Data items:
────────────────────

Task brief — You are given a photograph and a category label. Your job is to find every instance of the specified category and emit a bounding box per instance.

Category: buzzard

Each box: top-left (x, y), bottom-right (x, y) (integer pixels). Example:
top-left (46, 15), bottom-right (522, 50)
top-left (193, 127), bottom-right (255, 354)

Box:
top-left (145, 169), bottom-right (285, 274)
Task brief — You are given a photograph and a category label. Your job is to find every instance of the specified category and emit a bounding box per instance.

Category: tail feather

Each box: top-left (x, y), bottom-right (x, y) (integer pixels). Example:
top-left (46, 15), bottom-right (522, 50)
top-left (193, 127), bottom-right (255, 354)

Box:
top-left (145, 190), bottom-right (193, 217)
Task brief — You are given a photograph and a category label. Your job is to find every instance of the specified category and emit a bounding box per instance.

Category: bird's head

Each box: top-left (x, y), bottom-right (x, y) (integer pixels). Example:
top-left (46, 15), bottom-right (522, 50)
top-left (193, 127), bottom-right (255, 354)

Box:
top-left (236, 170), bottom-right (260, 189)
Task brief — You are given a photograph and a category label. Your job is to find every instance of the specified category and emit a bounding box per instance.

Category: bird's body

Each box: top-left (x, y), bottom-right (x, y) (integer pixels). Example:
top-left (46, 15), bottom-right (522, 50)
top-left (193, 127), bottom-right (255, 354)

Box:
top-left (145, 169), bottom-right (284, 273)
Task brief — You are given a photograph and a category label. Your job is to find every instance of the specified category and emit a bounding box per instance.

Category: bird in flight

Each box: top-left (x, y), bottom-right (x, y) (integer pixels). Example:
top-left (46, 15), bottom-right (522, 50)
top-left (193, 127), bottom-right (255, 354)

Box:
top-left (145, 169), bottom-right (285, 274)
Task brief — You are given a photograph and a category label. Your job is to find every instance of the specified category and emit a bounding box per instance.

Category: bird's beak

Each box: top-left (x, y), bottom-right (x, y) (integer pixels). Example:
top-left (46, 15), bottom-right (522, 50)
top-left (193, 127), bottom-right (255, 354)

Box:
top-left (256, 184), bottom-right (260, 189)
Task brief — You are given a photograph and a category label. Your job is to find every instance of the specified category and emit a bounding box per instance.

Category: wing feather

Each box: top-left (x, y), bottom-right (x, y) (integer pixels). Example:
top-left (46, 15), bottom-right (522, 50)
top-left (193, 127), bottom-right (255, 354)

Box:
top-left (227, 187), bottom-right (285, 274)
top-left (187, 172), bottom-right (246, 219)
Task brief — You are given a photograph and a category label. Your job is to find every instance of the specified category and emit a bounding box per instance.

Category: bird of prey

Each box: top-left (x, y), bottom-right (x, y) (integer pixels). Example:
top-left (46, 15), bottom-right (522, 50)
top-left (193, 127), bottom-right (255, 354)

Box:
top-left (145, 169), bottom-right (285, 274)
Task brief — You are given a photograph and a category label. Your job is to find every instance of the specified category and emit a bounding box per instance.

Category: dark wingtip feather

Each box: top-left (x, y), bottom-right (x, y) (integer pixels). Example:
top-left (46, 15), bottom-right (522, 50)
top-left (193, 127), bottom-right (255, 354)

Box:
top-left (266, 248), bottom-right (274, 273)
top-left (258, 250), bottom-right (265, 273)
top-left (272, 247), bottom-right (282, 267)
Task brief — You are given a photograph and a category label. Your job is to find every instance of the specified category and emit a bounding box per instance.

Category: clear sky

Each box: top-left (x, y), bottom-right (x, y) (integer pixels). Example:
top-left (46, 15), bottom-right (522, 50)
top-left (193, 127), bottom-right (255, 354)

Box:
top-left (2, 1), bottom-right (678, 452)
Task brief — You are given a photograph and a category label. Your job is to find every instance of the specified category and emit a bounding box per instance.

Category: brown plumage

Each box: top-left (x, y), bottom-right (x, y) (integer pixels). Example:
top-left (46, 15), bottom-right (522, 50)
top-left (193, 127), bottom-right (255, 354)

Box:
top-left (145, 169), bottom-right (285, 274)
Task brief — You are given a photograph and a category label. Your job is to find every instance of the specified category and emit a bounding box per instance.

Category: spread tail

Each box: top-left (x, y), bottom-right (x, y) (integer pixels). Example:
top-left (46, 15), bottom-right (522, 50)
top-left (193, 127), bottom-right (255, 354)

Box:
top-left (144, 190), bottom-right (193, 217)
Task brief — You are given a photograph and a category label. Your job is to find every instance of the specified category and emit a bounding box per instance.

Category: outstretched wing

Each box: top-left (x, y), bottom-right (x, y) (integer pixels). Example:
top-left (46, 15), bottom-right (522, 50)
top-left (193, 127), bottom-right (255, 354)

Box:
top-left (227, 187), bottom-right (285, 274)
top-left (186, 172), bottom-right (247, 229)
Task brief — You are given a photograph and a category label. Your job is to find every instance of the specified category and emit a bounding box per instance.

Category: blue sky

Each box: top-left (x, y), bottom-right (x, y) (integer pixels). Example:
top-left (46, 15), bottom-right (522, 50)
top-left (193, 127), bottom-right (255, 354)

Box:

────────────────────

■ **Task goal**:
The response should contain each record above, retyped exactly.

■ **Result of the task**:
Task brief — You are given a photograph and a category label. Your job is to find every instance of the specified category and emit a bounding box per instance.

Category: buzzard

Each box: top-left (x, y), bottom-right (x, y) (integer pixels). Example:
top-left (46, 15), bottom-right (522, 50)
top-left (193, 127), bottom-right (255, 354)

Box:
top-left (145, 169), bottom-right (285, 274)
Task brief — You are given a photograph and a category label. Your job is to find every instance of the specified category and emit a bounding box per instance.

Category: tail feather

Each box: top-left (x, y), bottom-right (x, y) (integer pixels). Example:
top-left (46, 15), bottom-right (522, 50)
top-left (193, 127), bottom-right (255, 354)

Box:
top-left (145, 190), bottom-right (193, 217)
Task brief — You are given a photograph and a category label. Your job is to find every instance of the specified category and emit a bounding box per instance.

Category: bird's head

Each box: top-left (x, y), bottom-right (x, y) (integer pixels). Example:
top-left (46, 15), bottom-right (522, 50)
top-left (193, 127), bottom-right (255, 354)

Box:
top-left (236, 170), bottom-right (260, 189)
Task brief — You are given a photograph and a category label. Your job is to find every instance of the specified category and emit a bounding box per instance.

Category: bird's body

Each box: top-left (x, y), bottom-right (x, y) (integer pixels). Example:
top-left (46, 15), bottom-right (522, 50)
top-left (193, 127), bottom-right (255, 354)

Box:
top-left (145, 169), bottom-right (284, 273)
Task brief — You are given a photograph and a category label. Your job is to find every instance of the specified category and emit a bounding box per instance.

Category: bird in flight

Each box: top-left (x, y), bottom-right (x, y) (integer pixels). Example:
top-left (46, 15), bottom-right (522, 50)
top-left (193, 127), bottom-right (255, 354)

Box:
top-left (145, 169), bottom-right (285, 274)
Task brief — You are given a photograph and a category label. Your job is to find every instance of the specified category and emit a bounding box per instance.

Category: bird's beak

Each box: top-left (x, y), bottom-right (x, y) (integer pixels). Example:
top-left (46, 15), bottom-right (522, 50)
top-left (193, 127), bottom-right (255, 354)

Box:
top-left (256, 184), bottom-right (260, 189)
Task brief — You are given a photograph and a category label. Your job is to find every instance of the specified category and emit a bounding box per instance.

Category: wing feather

Each box: top-left (x, y), bottom-right (x, y) (integer pixels). Example:
top-left (46, 15), bottom-right (522, 50)
top-left (193, 127), bottom-right (255, 354)

Box:
top-left (227, 187), bottom-right (285, 274)
top-left (187, 172), bottom-right (246, 219)
Task brief — You are given a photograph and a category label. Your job is to find every instance of the specified category and emit a bounding box per instance.

Category: bird of prey

Each box: top-left (x, y), bottom-right (x, y) (integer pixels). Example:
top-left (46, 15), bottom-right (522, 50)
top-left (193, 127), bottom-right (255, 354)

Box:
top-left (145, 169), bottom-right (285, 274)
Task brief — You are given a photograph and a category label. Your job is to find every instance of the specified category and emit a bounding box per instance.

Category: dark wingtip feather

Each box: top-left (x, y), bottom-right (x, y) (integer pixels). Example:
top-left (46, 15), bottom-right (522, 50)
top-left (193, 127), bottom-right (255, 354)

Box:
top-left (266, 248), bottom-right (274, 273)
top-left (258, 250), bottom-right (265, 273)
top-left (272, 247), bottom-right (282, 267)
Task brief — You are given a photograph and a category label. Your job is to find every instance of the specified category and emit a bounding box per instance.

Category: clear sky

Each box: top-left (x, y), bottom-right (x, y) (integer pixels). Example:
top-left (46, 15), bottom-right (522, 50)
top-left (193, 127), bottom-right (255, 354)

Box:
top-left (2, 1), bottom-right (678, 452)
Task brief — You are given a photograph and a category label. Your job is to find every instance of the specified category and emit a bounding box per instance.

Category: brown plumage

Each box: top-left (x, y), bottom-right (x, y) (integer pixels). Example:
top-left (46, 15), bottom-right (522, 50)
top-left (193, 127), bottom-right (255, 354)

Box:
top-left (145, 169), bottom-right (285, 274)
Task brief — You are given a photograph and a category label. Your job is to find every instance of the specified category and emit a bounding box per instance.

Category: spread tail

Each box: top-left (x, y), bottom-right (x, y) (integer pixels). Example:
top-left (46, 15), bottom-right (522, 50)
top-left (193, 127), bottom-right (255, 354)

Box:
top-left (144, 190), bottom-right (193, 217)
Task brief — You are given a photograph and a category label. Your job is to find every instance of the specified category and emit a bounding box per instance.

Category: outstretched wing

Each box: top-left (x, y), bottom-right (x, y) (integer pixels). Example:
top-left (46, 15), bottom-right (522, 50)
top-left (193, 127), bottom-right (255, 354)

Box:
top-left (227, 187), bottom-right (285, 274)
top-left (186, 172), bottom-right (247, 229)
Task brief — You are given a photograph and a category label. Your job is to find every instance of the specified category and emit a bounding box per instance.

Category: blue sky

Each box: top-left (x, y), bottom-right (x, y) (integer pixels). Example:
top-left (46, 15), bottom-right (522, 50)
top-left (193, 127), bottom-right (255, 354)

Box:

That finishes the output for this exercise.